PROBLEM TO WORK ON
Look for the word "black" in the entries and copy each line where it appears.

[EXTRACTED RECORDS]

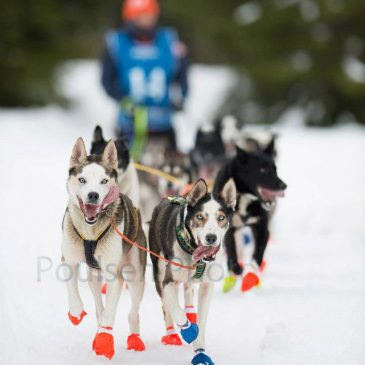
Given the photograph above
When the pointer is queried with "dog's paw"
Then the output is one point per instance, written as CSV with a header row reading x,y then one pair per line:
x,y
172,339
249,281
134,342
192,317
103,343
202,359
76,320
189,332
229,283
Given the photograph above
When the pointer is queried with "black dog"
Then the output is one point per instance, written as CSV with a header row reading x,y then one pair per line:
x,y
258,184
99,143
208,154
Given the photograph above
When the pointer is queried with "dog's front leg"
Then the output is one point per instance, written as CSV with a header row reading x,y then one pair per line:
x,y
95,280
104,341
205,295
189,331
76,308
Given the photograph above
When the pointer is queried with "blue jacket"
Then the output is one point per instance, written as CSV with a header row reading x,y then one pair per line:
x,y
144,72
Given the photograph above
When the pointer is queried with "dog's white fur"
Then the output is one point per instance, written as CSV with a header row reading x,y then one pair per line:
x,y
108,253
213,272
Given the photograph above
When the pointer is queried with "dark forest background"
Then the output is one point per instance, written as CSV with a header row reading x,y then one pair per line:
x,y
302,53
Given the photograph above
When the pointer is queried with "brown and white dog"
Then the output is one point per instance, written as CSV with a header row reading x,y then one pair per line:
x,y
190,231
95,207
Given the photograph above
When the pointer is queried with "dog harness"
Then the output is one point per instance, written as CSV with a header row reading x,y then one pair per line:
x,y
184,236
90,247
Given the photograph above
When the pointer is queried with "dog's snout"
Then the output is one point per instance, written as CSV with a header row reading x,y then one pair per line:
x,y
93,197
211,239
283,186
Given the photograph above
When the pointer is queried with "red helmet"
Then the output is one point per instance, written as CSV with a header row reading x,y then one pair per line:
x,y
133,8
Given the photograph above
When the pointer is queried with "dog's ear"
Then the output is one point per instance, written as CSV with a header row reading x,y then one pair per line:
x,y
78,153
251,145
241,154
229,194
98,134
110,155
270,148
198,191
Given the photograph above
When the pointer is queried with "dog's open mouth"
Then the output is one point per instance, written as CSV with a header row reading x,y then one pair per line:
x,y
93,211
205,253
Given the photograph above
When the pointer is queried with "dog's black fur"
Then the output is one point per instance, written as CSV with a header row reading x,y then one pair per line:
x,y
249,171
99,143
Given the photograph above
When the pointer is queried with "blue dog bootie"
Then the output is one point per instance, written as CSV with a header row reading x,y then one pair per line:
x,y
201,358
189,332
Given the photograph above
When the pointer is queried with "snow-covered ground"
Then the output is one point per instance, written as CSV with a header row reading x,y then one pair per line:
x,y
310,308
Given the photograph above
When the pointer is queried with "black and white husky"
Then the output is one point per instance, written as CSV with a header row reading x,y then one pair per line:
x,y
127,175
190,231
95,207
258,185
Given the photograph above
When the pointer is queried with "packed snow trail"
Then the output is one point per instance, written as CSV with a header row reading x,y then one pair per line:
x,y
309,310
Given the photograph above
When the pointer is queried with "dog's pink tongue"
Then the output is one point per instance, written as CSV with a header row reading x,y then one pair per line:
x,y
204,251
91,210
111,197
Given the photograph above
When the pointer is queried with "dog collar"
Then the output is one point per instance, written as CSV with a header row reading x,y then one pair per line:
x,y
90,247
184,237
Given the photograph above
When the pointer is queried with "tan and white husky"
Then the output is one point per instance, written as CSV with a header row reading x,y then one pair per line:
x,y
95,207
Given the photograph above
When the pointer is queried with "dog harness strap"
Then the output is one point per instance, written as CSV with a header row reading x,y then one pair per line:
x,y
90,247
200,268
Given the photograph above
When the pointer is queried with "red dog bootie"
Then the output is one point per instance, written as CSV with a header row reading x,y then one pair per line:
x,y
262,266
249,281
103,343
172,338
191,314
134,342
76,320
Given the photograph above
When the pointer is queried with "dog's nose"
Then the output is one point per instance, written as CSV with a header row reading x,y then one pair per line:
x,y
211,239
93,197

[/EXTRACTED RECORDS]

RESULT FOR THIS EXERCISE
When the pointer is queried with "black dog"
When the pointer is queried with "dog's black fur"
When the pointer is queried with "black and white husky"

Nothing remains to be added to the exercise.